*Supplied passage*:

================================

Related discussions: https://gitlab.com/groups/gitlab-org/-/epics/15212, #485012 (closed)
Unit primitives vs Features list:
"Cleaned" list of Primitives (without the _proxy workaround etc): https://docs.google.com/spreadsheets/d/1joRI5VSovG1r2EtU4B3xZZaHJheaQxQUw9vzGKMSmms/edit
Proposed solution
1/ Replace Features by new objects
Replace the existing Feature
list with new objects: Client type, name and version
, Interface
, Category
and Team
(Group), to better align with evolving product and usage tracking needs.
Why?
- The concept or scope of a marketable "feature" will change over time, whereas the "interface" and "category" should be more stable.
- We are conflating the term "feature" to represent multiple purposes which creates ambiguity.
- Some capabilities started within a single interface but their context of usage is expanding.
Example 1: Duo Chat
- Duo Chat is an "interface" to interact with AI features that can be used in different "clients" (IDE, Web IDE, Web UI)...
- "Ask epic question", "Ask Build question", "Ask default question" are some of the capabilities (unit primitives) of this interface.
- These capabilities could later be accessed through other interfaces, like the Duo Workflow, an API, or standalone Web UI elements.
Example 2: Test Generation
- Currently available to use via Duo chat only
- in an IDE or Web IDE
- in the Web UI (looking at a file)
- In the future, we can imagine Test Generation could be used outside of Duo Chat:
- in a Duo workflow execution
- as a button/UI element that may commit to a file directly
- via the the API (requested/response via to a 3rd party tool)
How?
- Event Attributes: Each object (Interface, Client *, Category...) could be added to events as standardized attributes, possibly aligned with the Unified Cloud Context framework, to ensure clear context in usage data (or inferred within the data processing pipeline)
- Filters and Dashboard Dimensions: These attributes could be used as both filters and dimensions in dashboards, allowing us to group and segment data more meaningfully based on the context in which a capability is used.

================================

*Data supplied*:
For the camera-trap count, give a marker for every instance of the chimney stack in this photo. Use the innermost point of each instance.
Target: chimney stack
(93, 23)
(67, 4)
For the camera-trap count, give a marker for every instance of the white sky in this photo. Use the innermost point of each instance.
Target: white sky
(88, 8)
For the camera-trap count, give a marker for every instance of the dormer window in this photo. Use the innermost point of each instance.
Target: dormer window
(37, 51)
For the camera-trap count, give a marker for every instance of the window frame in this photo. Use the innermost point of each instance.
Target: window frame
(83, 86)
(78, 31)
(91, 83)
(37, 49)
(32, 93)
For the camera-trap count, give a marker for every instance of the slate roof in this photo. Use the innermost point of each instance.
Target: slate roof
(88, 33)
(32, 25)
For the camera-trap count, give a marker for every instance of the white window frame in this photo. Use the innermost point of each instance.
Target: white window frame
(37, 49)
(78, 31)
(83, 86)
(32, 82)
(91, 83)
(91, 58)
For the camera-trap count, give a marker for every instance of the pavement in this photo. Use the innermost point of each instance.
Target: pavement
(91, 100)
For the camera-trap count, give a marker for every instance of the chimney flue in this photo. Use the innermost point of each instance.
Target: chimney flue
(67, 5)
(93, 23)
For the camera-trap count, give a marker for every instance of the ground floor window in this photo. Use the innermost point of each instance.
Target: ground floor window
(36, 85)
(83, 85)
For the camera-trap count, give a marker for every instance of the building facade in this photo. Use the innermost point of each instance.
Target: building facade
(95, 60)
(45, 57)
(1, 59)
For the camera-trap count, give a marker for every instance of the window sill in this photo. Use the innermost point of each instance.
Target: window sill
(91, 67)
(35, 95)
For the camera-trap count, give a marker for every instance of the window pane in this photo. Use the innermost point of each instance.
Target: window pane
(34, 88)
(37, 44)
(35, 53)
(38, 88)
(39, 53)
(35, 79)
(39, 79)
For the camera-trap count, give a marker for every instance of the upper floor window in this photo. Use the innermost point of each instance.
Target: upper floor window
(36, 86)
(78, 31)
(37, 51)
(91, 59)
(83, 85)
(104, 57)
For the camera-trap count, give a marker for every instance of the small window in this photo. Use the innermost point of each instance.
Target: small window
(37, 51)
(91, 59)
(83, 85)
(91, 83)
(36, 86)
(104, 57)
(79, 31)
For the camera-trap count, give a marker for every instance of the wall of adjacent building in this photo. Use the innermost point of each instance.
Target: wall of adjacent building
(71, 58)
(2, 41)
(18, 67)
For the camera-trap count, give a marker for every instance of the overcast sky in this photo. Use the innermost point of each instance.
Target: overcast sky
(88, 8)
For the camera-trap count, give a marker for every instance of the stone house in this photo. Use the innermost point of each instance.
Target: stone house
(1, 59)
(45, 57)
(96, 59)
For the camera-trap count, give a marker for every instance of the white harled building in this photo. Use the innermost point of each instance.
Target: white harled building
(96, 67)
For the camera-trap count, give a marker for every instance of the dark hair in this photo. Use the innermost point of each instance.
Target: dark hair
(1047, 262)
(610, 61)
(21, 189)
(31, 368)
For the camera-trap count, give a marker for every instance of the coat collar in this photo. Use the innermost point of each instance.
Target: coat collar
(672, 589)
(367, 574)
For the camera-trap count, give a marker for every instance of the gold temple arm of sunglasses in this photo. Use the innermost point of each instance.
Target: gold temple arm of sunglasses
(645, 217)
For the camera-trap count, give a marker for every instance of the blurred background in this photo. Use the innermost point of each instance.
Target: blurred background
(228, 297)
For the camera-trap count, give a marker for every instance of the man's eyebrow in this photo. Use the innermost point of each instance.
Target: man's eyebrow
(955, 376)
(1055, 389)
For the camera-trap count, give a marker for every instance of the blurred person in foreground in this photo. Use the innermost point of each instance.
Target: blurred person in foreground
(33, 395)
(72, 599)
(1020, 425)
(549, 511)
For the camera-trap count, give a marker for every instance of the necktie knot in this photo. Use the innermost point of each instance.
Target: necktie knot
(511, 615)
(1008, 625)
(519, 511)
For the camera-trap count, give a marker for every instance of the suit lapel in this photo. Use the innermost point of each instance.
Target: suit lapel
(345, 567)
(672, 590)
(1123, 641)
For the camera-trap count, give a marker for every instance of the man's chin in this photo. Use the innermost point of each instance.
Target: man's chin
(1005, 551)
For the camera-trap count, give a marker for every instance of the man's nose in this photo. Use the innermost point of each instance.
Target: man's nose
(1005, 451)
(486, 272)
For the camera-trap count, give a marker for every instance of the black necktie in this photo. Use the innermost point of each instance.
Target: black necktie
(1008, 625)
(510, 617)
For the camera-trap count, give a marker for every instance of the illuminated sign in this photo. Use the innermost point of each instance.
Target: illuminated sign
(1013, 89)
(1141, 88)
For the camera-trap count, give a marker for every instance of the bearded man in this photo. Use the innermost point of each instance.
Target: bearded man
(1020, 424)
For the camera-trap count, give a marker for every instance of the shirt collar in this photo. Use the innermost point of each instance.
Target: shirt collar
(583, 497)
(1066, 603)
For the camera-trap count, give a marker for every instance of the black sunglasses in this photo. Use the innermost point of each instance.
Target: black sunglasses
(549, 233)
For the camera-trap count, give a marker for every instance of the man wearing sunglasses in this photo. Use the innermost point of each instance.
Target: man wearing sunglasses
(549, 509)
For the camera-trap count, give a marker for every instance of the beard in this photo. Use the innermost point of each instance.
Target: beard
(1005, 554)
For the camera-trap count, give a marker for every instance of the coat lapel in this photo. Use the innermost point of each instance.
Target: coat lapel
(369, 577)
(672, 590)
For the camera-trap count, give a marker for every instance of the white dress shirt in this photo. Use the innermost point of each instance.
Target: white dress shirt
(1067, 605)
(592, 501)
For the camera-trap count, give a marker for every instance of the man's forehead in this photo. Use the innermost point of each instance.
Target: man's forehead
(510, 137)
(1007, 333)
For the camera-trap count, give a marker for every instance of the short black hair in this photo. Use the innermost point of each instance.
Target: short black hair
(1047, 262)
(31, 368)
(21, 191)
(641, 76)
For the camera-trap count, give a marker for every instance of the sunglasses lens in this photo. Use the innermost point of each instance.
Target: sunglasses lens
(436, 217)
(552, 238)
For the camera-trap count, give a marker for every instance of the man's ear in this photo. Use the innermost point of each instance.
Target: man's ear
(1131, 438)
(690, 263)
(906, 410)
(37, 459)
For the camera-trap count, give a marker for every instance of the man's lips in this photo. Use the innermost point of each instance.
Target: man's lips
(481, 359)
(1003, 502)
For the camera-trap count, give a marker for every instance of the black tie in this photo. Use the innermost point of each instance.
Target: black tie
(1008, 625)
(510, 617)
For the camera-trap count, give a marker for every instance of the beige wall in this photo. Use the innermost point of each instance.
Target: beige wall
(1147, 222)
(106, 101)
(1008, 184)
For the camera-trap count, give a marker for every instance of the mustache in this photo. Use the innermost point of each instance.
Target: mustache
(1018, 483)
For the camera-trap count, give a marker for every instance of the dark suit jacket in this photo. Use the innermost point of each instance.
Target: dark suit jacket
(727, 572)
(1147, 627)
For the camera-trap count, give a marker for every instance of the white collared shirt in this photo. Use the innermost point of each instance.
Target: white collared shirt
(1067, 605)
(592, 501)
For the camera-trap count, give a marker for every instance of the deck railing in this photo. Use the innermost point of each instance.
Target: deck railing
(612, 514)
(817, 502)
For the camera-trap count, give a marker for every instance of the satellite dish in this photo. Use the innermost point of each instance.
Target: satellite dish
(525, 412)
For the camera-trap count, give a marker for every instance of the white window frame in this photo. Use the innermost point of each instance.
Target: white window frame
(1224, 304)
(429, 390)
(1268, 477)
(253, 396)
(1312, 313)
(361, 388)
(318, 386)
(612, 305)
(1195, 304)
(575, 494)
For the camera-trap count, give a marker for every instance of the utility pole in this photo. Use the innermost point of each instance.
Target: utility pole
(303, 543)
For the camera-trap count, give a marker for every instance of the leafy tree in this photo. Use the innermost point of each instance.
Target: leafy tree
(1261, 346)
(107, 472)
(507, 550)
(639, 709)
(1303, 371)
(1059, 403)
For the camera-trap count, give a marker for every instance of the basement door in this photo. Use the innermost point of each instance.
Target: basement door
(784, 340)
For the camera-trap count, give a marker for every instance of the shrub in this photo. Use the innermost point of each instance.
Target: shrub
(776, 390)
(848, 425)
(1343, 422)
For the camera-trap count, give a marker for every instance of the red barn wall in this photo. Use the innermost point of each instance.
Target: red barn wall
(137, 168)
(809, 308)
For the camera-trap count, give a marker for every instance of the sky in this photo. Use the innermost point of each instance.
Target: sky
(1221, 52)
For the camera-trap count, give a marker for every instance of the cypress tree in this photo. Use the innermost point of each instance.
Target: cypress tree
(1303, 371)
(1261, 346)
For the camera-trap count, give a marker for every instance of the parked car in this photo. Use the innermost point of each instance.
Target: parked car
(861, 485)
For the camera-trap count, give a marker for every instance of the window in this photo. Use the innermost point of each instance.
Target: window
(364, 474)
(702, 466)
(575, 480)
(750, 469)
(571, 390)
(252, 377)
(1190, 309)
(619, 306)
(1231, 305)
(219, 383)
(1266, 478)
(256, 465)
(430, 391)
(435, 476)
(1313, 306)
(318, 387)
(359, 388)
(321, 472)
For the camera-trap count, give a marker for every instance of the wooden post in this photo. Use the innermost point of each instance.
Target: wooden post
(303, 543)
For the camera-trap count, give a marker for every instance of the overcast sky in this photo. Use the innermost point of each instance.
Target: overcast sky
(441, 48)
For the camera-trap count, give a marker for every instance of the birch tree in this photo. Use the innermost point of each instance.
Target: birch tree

================================

*Your assignment*:
List every new object that the Features proposal says should replace the existing Feature list. The lines have nothing to do with the Features proposal.

*Expected answer*:
- Client type, name and version
- Interface
- Category
- Team (Group)